Enunciado A:
No texto sobre a geração do pós-hedonismo, quais são as drogas de maior faturamento no planeta?
Enunciado B:
Relacione todos os medicamentos e drogas citados no texto sobre a geração do pós-hedonismo.
Enunciado C:
Escreva a continuação do texto sobre a geração do pós-hedonismo, partindo de sua última frase.

Texto dado:
======
No pós-hedonismo da geração que ligou o dito "botão de foda-se", os filhos (mal) criados sem limites tornam-se pequenos ditadores domésticos. Educamos, se é que se pode usar esta palavra, um exército de psicopatas, crescendo em um país em crise, voltados para o próprio seio. Ou para o próprio umbigo, já que "seus" seios são artificiais.
Pensando bem, esta geração do "cada um com seus problemas" não terá senso comunitário suficiente para cuidar de "restos", ainda que mortais... Como ativista do Greenpeace, sou obrigado a alertar: do jeito que vai o meio ambiente, a campanha da fraternidade de 2050 pode ser: "recicle o silicone de sua avó".
E tome malhação. E tatuagens excessivas, afinal tudo que não queremos é mostrar a própria "pele". Nada mais simbólico do enchê-la também de furos: A motivação inconsciente do modismo dos piercings me faz lembrar dos pacientes de relatos clássicos da psicanálise, que retalhavam a pele como forma de deixar "alguém preso" sair - aliviando assim sua angústia pessoal. Estariamos fazendo o mesmo, coletivamente, com nossa angústia existencial?
Hoje, é preciso construir outra persona, ilusória. Tatuagens e plásticas são bem vindas, em cima de músculos forçadamente adquiridos em sessões excessivas de academia, não raro diárias. Combinações perfeitas para os silicones e anabolizantes dos que consomem, narcisisticamente, sua inclusão no novo mundo do prazer.
Há também os aditivos do prazer: Em um mundo hedonista que não perdoa falhas, as drogas de maior faturamento no planeta são os anti-depressivos... e auxiliares da ereção!!! Seguidas pelo Ectasy, no mundo ilegal. Coincidência?
Enquanto isso, nas "comunidades" de redes de relacionamento virtual, uma série de sintomas patológicos, intolerâncias e extremismos são assumidos como se fossem características da personalidade. Para quê meio-termo em um mundo de exageros? O importante é "ter atitude", muitas vezes um eufemismo para comportamentos maníacos - alguns deles, bipolares, graças ao Prozac "receitado" por ginecologistas ou clínicos gerais após extenso "exame psicológico" de 15 minutos.
======
Itens fornecidos:
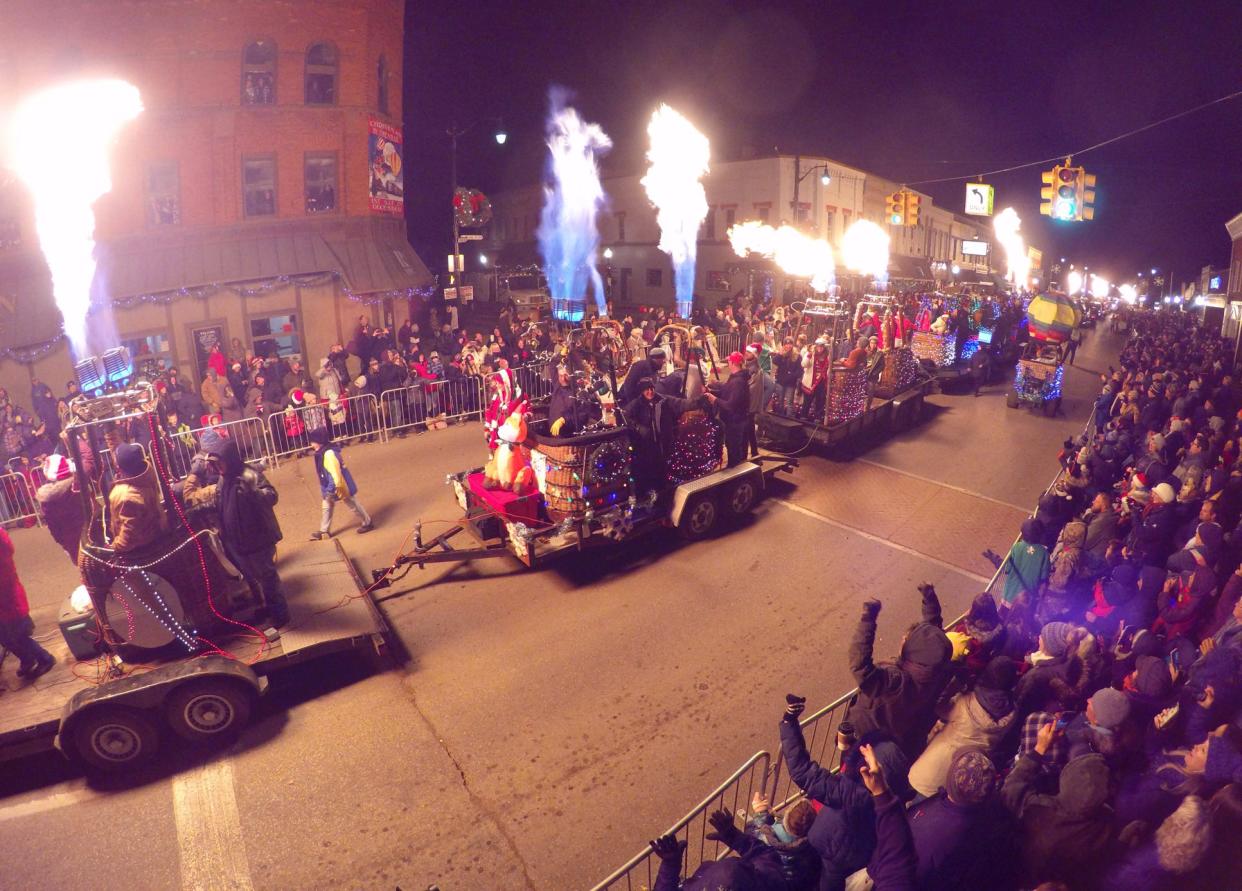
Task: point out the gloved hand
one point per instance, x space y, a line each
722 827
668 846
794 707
======
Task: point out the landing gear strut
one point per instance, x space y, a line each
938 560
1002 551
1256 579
======
Resposta escrita A:
Os anti-depressivos e os auxiliares da ereção.

Resposta escrita B:
Anabolizantes, anti-depressivos, auxiliares da ereção, Ectasy e Prozac.

Resposta escrita C:
Se alguém estiver triste ou reflexivo, "conserta-se". Não se questiona a sociedade, adapta-se a ela. Terapias instantâneas alienantes proliferam-se, em lugar da análise. Não há tempo a perder, mudando o comportamento já está bom. Se algo der errado adiante, o paciente siliconado que "consuma" a terapia outra vez.
Jung, que faleceu em 1961, previa estarmos criando uma sociedade patológica, onde o excesso do consciente / material / aparente sobre o inconsciente (integrado) / espiritual / subjetivo reproduziria a própria estrutura da neurose, a ponto de perdemos a coincidência dos limites entre saudável e normal. E hoje, alternando entre neuroses e psicoses, evoluímos para uma sociedade... "borderline".
Neste cenário, para quê se comprometer, atravessar dificuldades ou perdoar? Vamos "ficar", que a fila anda. Se não for divertido, não fazemos mais. "Amor" descartável, comprado pela aparência, voltado ao prazer.
A questão é que o narcisismo individual favorece o comportamento egocêntrico, descontinuidade afetiva e instabilidade emocional. Tornando-se um modelo coletivo de "normalidade", bem como um diferencial de inclusão afetivo social, construiu uma sociedade de "cada um por si", relacionamentos descartáveis, aqui-agora, perdas constantes, onde não há "culpa" (leia-se: responsabilidade) sobre o que se prometia - ou exigia.
A mídia molda o indivíduo, refletido coletiva e patologicamente na "sociedade", e esta não precisa mais da parte para se perpetuar. Não é apenas um silicone ou academia: estes são realimentação de algo maior anterior.
Neo-narcisismo pós-hedonista. Viva o corpo e o prazer, pra ver se isso aplaca, no que "estou", a angústia do que não consigo "ser".
Imagem é tudo. A fila anda. Tudo pelo prazer. Vamos à academia trabalhar anabolizantes e silicones, perseguindo um "modelo" distante da saudável exequibilidade, salvo consumo adicional. Precisamos estar bem para mostrarmos nossa nova pele tatuada e furada, ferida na alma, para o amor descartável que temos que conquistar hoje... antes de deixarmos amanhã, na primeira dificuldade ou novo prazer, assim que a "fila andar".